# STATED PROBLEM
Please reproduce the lines from the one containing "Exercise. Spot the hat knit" through the end of the records, inclusive, keeping the requests and multiplying every coordinate in the answers by 0.65, rounded to whole numbers with halves rounded up. Leave the pictures out of your answer.

Data entries
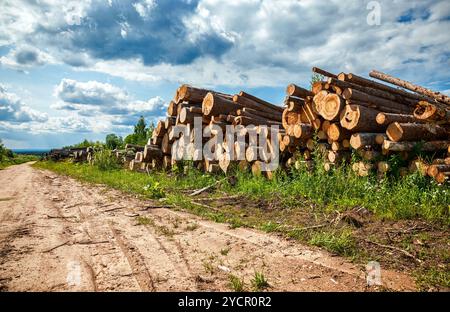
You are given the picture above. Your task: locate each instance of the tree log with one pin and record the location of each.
(388, 118)
(360, 140)
(359, 118)
(413, 132)
(408, 85)
(409, 146)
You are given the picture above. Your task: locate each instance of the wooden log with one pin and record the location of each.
(426, 111)
(172, 109)
(294, 90)
(379, 139)
(388, 118)
(247, 102)
(323, 72)
(408, 85)
(359, 118)
(317, 100)
(413, 132)
(441, 177)
(409, 146)
(151, 152)
(303, 131)
(260, 101)
(353, 94)
(433, 170)
(331, 106)
(379, 86)
(337, 133)
(338, 157)
(360, 140)
(214, 105)
(318, 86)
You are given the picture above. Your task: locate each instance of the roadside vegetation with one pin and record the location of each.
(8, 158)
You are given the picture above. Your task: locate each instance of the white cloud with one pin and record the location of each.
(12, 109)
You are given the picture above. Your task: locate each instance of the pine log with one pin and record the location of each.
(408, 85)
(353, 94)
(379, 86)
(360, 140)
(379, 139)
(388, 118)
(323, 72)
(359, 118)
(409, 146)
(413, 132)
(262, 103)
(426, 111)
(330, 106)
(337, 133)
(214, 105)
(303, 131)
(433, 170)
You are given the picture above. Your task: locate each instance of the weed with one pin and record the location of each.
(339, 242)
(236, 283)
(192, 227)
(259, 282)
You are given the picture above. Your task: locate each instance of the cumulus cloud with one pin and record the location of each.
(94, 98)
(235, 42)
(12, 109)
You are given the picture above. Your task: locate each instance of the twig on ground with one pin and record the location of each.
(197, 192)
(394, 248)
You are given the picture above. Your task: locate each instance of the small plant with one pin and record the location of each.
(104, 160)
(225, 251)
(154, 190)
(144, 221)
(236, 283)
(259, 282)
(192, 226)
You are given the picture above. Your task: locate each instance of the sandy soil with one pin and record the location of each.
(57, 234)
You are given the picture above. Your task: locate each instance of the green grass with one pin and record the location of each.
(236, 283)
(16, 160)
(259, 282)
(340, 242)
(299, 199)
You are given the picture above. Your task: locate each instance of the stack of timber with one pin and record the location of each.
(177, 140)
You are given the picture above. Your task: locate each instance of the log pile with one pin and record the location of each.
(348, 113)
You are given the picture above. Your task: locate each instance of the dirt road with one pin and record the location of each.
(57, 234)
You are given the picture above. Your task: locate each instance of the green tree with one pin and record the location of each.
(140, 129)
(113, 141)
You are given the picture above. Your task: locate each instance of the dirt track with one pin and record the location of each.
(58, 234)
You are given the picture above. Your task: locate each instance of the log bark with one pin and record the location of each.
(412, 87)
(260, 101)
(323, 72)
(303, 131)
(353, 94)
(359, 118)
(388, 118)
(360, 140)
(426, 111)
(413, 132)
(409, 146)
(337, 133)
(214, 105)
(331, 106)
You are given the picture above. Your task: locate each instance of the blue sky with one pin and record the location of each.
(71, 70)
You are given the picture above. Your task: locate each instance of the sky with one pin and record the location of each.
(71, 70)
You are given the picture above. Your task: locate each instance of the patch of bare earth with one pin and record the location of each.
(58, 234)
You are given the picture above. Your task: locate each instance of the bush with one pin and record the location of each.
(104, 160)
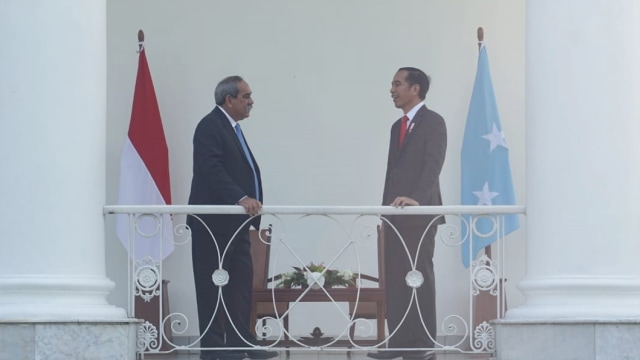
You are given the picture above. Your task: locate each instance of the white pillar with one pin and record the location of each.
(583, 175)
(52, 152)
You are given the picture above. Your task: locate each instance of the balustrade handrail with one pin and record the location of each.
(317, 210)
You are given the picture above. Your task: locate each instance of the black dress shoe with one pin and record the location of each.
(261, 354)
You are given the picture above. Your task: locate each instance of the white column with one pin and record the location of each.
(52, 153)
(583, 180)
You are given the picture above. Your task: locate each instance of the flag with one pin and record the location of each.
(486, 174)
(144, 173)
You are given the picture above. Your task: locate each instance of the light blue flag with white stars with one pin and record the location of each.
(486, 174)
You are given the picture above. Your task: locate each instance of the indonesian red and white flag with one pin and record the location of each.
(144, 174)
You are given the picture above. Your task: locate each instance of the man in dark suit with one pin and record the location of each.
(225, 173)
(416, 154)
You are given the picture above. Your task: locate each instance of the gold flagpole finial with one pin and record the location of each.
(140, 40)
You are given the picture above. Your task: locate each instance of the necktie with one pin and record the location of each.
(248, 155)
(403, 129)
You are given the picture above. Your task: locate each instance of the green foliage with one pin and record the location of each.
(332, 278)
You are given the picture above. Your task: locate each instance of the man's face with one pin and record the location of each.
(404, 96)
(240, 106)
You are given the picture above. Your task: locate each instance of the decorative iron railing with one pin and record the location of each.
(344, 241)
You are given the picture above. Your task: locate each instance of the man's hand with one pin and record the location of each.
(250, 205)
(402, 201)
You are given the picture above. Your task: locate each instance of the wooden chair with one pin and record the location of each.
(371, 301)
(371, 304)
(262, 303)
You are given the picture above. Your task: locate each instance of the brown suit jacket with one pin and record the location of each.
(413, 170)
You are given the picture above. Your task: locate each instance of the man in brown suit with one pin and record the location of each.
(416, 154)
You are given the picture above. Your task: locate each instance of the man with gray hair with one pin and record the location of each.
(225, 172)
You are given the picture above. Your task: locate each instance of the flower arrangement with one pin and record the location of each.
(300, 278)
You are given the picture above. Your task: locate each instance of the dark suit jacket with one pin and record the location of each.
(414, 169)
(222, 174)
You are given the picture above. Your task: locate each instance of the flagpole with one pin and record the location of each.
(485, 305)
(480, 34)
(140, 40)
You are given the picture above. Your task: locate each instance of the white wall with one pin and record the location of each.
(320, 72)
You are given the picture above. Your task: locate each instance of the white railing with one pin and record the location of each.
(343, 238)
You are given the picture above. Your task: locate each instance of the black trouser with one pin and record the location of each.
(236, 295)
(411, 333)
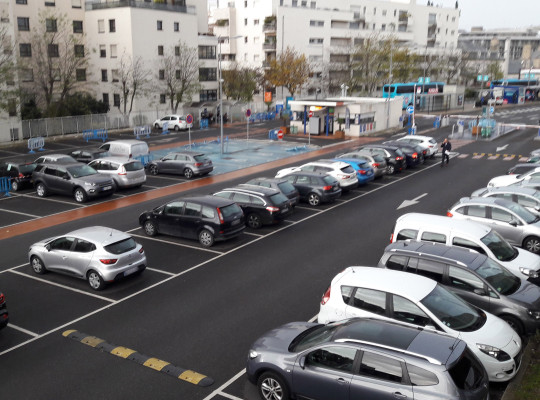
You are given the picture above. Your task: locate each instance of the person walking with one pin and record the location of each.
(446, 146)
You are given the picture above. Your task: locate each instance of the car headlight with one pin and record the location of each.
(531, 273)
(494, 352)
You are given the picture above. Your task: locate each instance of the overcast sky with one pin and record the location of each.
(490, 14)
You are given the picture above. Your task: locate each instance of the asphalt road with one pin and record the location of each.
(201, 309)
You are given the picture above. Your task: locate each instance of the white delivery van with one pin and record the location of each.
(469, 234)
(126, 148)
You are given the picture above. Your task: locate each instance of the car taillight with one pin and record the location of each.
(326, 296)
(108, 261)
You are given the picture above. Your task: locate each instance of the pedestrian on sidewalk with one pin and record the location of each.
(446, 146)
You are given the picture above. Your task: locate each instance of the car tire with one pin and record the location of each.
(188, 173)
(254, 221)
(272, 387)
(37, 265)
(95, 280)
(532, 244)
(41, 190)
(206, 238)
(153, 169)
(150, 228)
(80, 195)
(314, 199)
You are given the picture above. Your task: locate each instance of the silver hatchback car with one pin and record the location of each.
(124, 173)
(97, 254)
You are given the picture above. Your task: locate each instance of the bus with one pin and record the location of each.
(406, 90)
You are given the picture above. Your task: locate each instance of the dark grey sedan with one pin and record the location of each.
(187, 163)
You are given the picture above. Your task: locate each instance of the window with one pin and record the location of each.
(380, 367)
(370, 300)
(23, 23)
(80, 74)
(332, 357)
(77, 27)
(25, 50)
(52, 50)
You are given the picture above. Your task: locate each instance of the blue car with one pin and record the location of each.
(364, 172)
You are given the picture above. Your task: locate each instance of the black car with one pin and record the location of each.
(20, 172)
(315, 187)
(206, 218)
(395, 159)
(261, 205)
(283, 185)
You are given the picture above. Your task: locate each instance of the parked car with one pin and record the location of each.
(395, 159)
(381, 293)
(124, 173)
(261, 206)
(472, 276)
(426, 142)
(88, 154)
(4, 315)
(97, 254)
(375, 161)
(206, 218)
(176, 122)
(19, 171)
(281, 184)
(363, 358)
(341, 171)
(527, 197)
(187, 163)
(364, 172)
(471, 235)
(75, 179)
(315, 187)
(512, 221)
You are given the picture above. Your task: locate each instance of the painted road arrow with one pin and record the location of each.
(414, 201)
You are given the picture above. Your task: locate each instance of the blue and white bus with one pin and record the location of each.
(407, 90)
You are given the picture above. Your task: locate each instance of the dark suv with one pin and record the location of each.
(261, 205)
(315, 187)
(19, 171)
(474, 277)
(395, 159)
(281, 184)
(73, 179)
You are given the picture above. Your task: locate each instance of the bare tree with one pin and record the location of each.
(179, 73)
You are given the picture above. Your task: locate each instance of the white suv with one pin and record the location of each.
(420, 301)
(343, 172)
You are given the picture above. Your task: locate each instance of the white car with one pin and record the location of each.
(420, 301)
(531, 177)
(343, 172)
(176, 122)
(425, 142)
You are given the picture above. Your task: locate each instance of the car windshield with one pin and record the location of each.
(499, 277)
(452, 311)
(81, 170)
(499, 247)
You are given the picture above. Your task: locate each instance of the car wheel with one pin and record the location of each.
(532, 244)
(188, 173)
(37, 265)
(95, 281)
(80, 195)
(41, 190)
(154, 169)
(254, 221)
(206, 238)
(150, 228)
(272, 387)
(314, 199)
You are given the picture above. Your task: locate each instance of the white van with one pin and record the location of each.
(469, 234)
(126, 148)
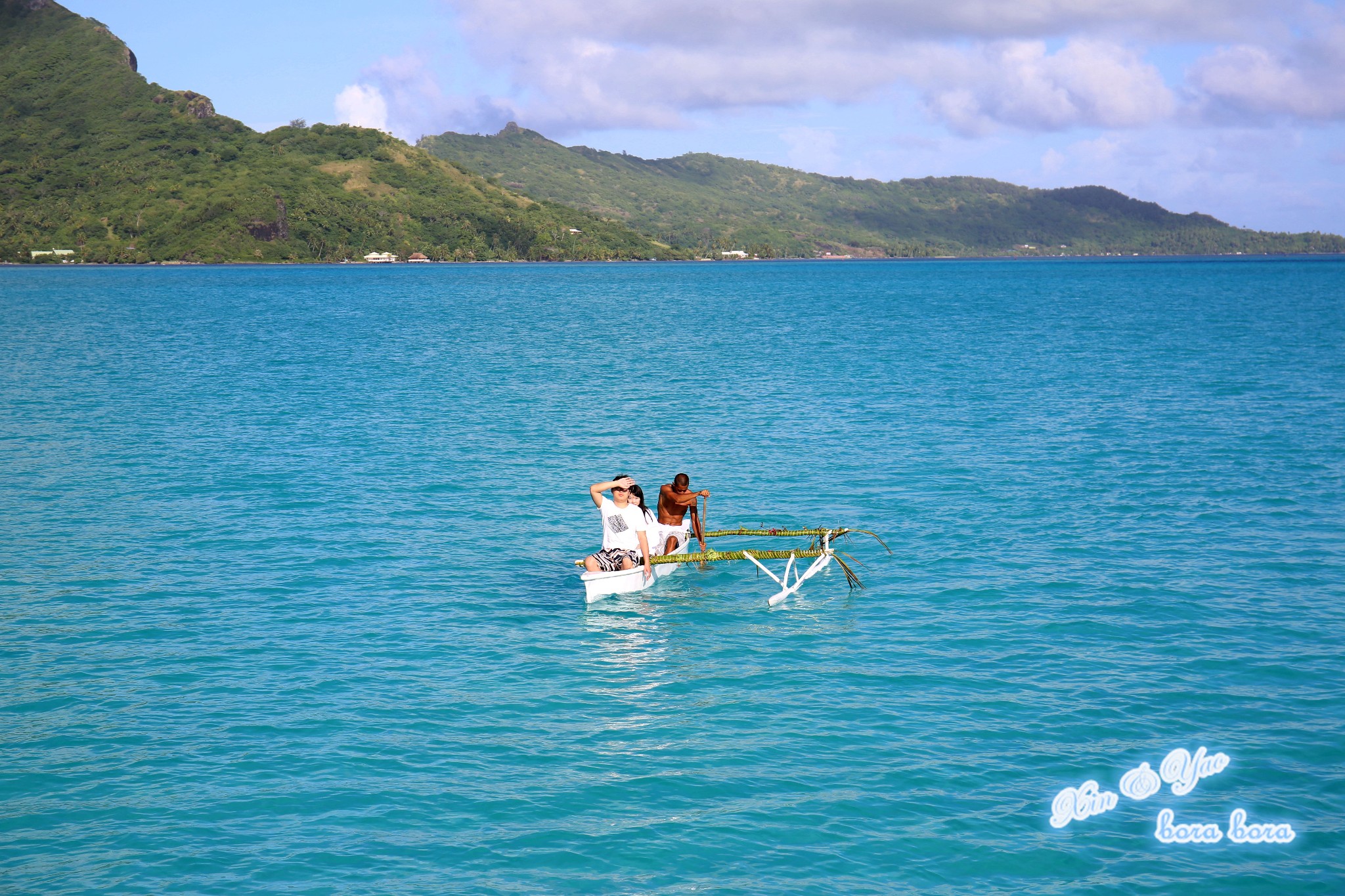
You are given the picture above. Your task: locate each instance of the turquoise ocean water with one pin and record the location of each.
(287, 601)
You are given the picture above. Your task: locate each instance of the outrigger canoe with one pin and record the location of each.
(820, 550)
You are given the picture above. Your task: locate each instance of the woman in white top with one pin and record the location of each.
(625, 526)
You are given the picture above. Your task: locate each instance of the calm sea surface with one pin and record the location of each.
(287, 602)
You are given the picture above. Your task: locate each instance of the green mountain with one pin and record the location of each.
(96, 159)
(711, 203)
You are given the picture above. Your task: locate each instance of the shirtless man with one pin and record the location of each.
(674, 501)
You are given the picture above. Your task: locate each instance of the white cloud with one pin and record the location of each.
(1306, 79)
(581, 65)
(1087, 82)
(1029, 65)
(811, 148)
(362, 105)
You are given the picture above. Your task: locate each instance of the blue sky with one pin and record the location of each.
(1227, 106)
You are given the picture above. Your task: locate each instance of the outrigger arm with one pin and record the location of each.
(786, 589)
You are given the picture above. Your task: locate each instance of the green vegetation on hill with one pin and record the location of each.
(712, 203)
(95, 158)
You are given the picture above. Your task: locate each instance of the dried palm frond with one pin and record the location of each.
(816, 534)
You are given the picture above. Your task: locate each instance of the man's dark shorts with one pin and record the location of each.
(609, 561)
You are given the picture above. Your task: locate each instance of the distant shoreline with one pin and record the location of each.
(690, 261)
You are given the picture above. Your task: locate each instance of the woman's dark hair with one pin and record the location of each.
(638, 496)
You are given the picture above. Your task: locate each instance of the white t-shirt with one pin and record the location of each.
(621, 526)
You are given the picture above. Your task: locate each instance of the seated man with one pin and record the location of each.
(625, 542)
(674, 501)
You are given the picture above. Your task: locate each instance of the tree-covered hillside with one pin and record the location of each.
(712, 203)
(95, 158)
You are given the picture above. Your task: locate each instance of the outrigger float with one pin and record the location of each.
(821, 550)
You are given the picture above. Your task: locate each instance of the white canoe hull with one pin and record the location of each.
(600, 585)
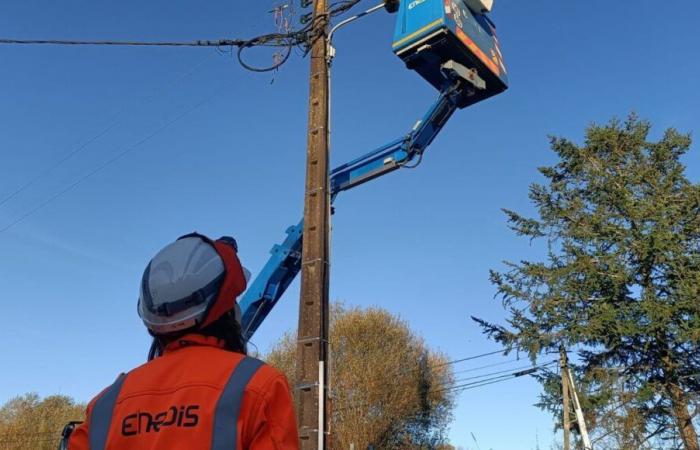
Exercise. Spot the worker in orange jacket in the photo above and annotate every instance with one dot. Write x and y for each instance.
(198, 390)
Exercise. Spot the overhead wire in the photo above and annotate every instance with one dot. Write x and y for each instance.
(110, 161)
(303, 37)
(116, 120)
(488, 380)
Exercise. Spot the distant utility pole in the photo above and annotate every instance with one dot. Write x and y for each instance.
(569, 392)
(563, 363)
(313, 331)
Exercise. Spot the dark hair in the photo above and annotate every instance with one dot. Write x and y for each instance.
(225, 328)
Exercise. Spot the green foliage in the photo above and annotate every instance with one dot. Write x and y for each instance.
(621, 280)
(29, 423)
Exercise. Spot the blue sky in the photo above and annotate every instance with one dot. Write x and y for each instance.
(418, 243)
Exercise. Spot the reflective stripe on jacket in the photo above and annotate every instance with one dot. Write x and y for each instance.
(196, 396)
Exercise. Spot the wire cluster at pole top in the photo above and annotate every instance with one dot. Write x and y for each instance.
(302, 38)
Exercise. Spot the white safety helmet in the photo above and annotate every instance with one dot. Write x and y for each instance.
(191, 283)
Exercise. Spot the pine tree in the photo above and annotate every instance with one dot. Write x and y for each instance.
(621, 277)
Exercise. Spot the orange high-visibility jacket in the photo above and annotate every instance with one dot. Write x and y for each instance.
(197, 396)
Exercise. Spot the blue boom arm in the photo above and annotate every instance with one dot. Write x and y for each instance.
(285, 260)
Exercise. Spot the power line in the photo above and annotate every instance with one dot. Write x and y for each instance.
(110, 126)
(109, 161)
(197, 43)
(466, 386)
(304, 37)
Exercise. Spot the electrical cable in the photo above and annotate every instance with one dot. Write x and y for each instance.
(110, 126)
(110, 161)
(304, 37)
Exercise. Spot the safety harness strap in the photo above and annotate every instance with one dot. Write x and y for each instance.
(228, 407)
(101, 416)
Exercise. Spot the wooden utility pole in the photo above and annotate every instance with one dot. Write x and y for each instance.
(563, 363)
(312, 343)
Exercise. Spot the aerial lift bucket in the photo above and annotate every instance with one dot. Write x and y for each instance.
(431, 35)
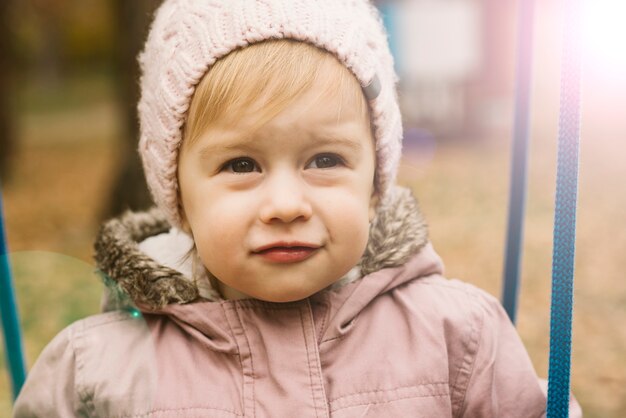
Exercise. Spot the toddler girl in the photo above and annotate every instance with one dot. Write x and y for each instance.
(284, 274)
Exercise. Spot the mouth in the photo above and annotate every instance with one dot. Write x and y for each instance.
(285, 252)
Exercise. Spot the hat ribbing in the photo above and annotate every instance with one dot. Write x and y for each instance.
(188, 36)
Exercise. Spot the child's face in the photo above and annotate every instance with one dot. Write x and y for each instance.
(304, 180)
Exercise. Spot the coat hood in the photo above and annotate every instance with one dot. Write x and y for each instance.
(144, 263)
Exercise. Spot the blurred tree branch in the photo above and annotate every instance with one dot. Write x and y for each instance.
(129, 189)
(7, 133)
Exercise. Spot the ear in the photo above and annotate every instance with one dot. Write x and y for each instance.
(373, 204)
(184, 223)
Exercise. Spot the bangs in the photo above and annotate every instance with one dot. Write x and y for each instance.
(263, 79)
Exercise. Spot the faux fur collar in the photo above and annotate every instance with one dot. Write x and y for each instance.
(396, 234)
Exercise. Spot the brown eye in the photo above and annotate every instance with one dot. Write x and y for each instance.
(325, 161)
(242, 165)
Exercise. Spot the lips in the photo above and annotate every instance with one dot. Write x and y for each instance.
(283, 252)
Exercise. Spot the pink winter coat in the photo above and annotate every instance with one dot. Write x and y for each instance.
(390, 342)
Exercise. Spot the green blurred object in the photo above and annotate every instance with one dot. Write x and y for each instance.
(10, 320)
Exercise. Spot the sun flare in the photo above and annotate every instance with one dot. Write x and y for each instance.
(603, 36)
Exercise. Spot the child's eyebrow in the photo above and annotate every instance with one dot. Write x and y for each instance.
(326, 140)
(246, 143)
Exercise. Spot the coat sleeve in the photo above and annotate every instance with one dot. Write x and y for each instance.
(50, 388)
(502, 381)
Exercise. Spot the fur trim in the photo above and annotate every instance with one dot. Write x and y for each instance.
(139, 276)
(397, 233)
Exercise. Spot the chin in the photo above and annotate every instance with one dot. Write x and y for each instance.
(293, 295)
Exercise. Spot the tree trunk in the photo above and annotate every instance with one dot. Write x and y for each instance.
(129, 189)
(7, 137)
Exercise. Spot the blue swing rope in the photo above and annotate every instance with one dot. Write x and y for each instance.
(10, 321)
(565, 217)
(519, 160)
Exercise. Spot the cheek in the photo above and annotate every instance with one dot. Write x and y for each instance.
(219, 225)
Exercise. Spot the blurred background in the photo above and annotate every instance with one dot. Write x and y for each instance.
(68, 134)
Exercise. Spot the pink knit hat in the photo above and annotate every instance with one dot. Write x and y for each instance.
(188, 36)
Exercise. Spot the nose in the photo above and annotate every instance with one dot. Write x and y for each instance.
(285, 200)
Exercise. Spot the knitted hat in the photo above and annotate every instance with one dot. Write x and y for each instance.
(188, 36)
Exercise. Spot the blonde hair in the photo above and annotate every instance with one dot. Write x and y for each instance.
(271, 73)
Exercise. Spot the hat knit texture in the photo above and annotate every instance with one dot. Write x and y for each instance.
(188, 36)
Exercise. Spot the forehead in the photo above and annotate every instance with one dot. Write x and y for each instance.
(264, 81)
(310, 120)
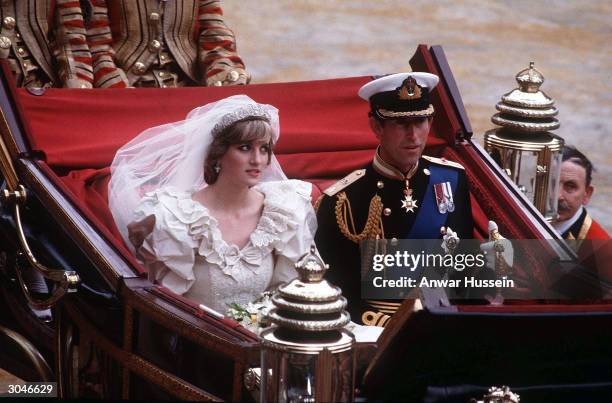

# FINAL RESULT
Exercise. Spot the hat knit texture in the photo above and annotate every instance with one dot. Write x and y for each instance.
(122, 23)
Exercise. Spot the forehead in the photo above and annotate every instance with one dot. Write x and y for each instance.
(172, 53)
(202, 78)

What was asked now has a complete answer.